# EXTRAIT CITÉ
Certes, depuis 2002, la grande Kim a dû un tout petit peu forcer sa nature, emportée par l’ouragan qu’a provoqué la reformation des Pixies. Mais cela n’a pas encouragé la multimillionnaire qu’elle est peut-être devenue à changer quoi que ce soit à son mode de fonctionnement, à ses goûts ou à ses envies. Ni, d’ailleurs à la faire appréhender, avec un début de crainte, ce qu’un « retour de vieilles gloires » signifierait en 2008, alors que leur précédent effort (terme mal choisi concernant les Breeders) a surtout connu un succès d’estime : seraient-elles has been, auraient-elles encore quelque chose de novateur à proposer ? Comment intéresser l’auditeur gavé de revival wock’n’wall et qui était encore en culottes courtes à l’époque de Cannonball ? Bof, toutes ces questions existentielles, ça leur passe un peu au-dessus de la tête : Kim et Kelley puisent toujours dans les mêmes bonnes vieilles recettes - un combo solide, une section rythmique carrée, des mélodies efficaces qui entremêlent et enlacent plutôt deux fois qu’une leurs voix (étonnamment bien conservées), and that’s it. Rock’n’roll, baby.

# ENREGISTREMENTS FOURNIS
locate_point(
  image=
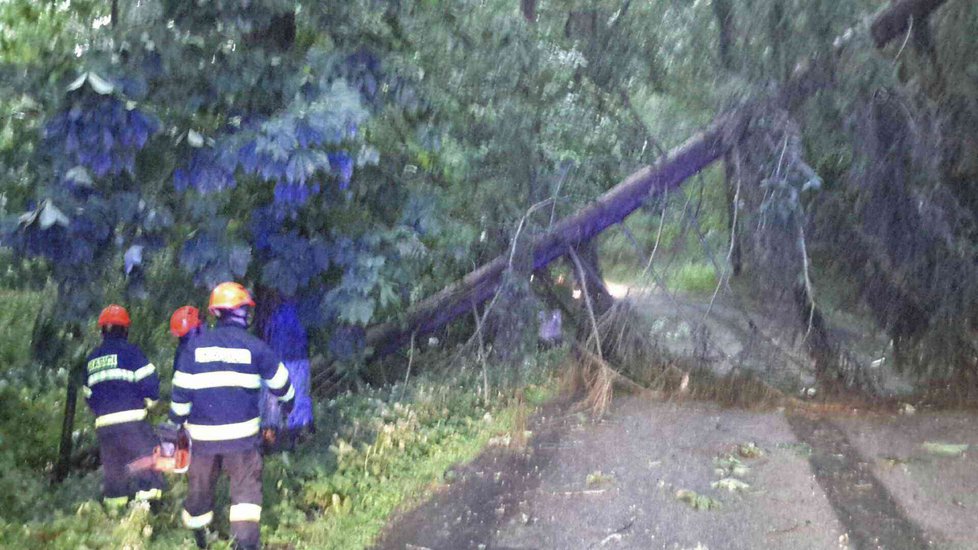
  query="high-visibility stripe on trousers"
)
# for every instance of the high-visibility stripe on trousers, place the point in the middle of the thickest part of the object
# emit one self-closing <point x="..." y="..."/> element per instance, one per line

# CONSIGNE 1
Relevez les composantes des « bonnes vieilles recettes » dans lesquelles puisent Kim et Kelley selon l'extrait sur les Breeders.
# CONSIGNE 2
Prolongez l'extrait sur les Breeders à la suite de sa dernière phrase.

# RÉPONSE RÉDIGÉE 1
- un combo solide
- une section rythmique carrée
- des mélodies efficaces qui entremêlent et enlacent leurs voix

# RÉPONSE RÉDIGÉE 2
C’est ainsi qu’à l’écoute de l’album, qu’on croirait enregistré un dimanche après-midi dans un garage, après le barbecue et une fois sortie la Buick, on se retrouve vingt ans en arrière – le miracle étant que le disque ne sonne absolument pas déjà vu. Car le pré carré qu’elles ont déjà foulé une bonne centaine de fois, Kim et Kelley l’arpentent encore avec un tel plaisir, une telle sincérité, une telle naïveté, que ce retour aux sources ne sent jamais le formol. Le morceau initial, Overglazed, est une sorte de longue chevauchée épique que n’auraient pas reniée les Who, et transforme Kim en prêtresse amazone. Bang On, le premier extrait, avec sa batterie martiale et groovy, est un retour au rock, brutal, primaire, et sensuel à la fois : tout ce qui fait les Breeders, en quelque sorte, et dont s’inspirent maintenant une palanquée d’artistes, des Kills à The Gossip. Pas de doute, les mamans du vrai « girl power » sont de retour. Sur German Studies, on se croirait carrément revenu au temps de Last Splash. Les morceaux, en moyenne, excèdent rarement les trois minutes : la marque Steve Albini, aux commandes derrière les manettes (ah oui, au fait, je le dis vite fait en passant, histoire de pas me faire gronder : à mon humble avis, le disque sonne très Pixies).
Rien à voir cependant avec le gros rock qui tâche que Frank Black s’est parfois permis avec les mécréants Catholics. Le groupe ouvre à plusieurs reprises les fenêtres, et se laisse aller à une certaine expérimentation (certes, du genre de celles qu’on s’autorisait en 1988, mais quand même), comme sur Night Of Joy et ses harmonies orientalisantes, dont on trouve l’écho dans les rythmiques d’Istanbul, ou le minimaliste Spark. Mais c’est quand le tempo se ralentit que le disque atteint ses sommets, comme sur We’re Gonna Rise, qui marie à perfection la tendresse du chant de Kim Deal et la sourde tension de guitares prêtes à infuser leur venin, ou encore le slow (si, si, un slow, mélo et surf-music à souhait) Regalame Esta Noche. Le magnifique Here No More nous emmène sur les terrains de la country, tandis que Mountain Battles est carrément contemplatif. Même les vieilles routardes ont le blues.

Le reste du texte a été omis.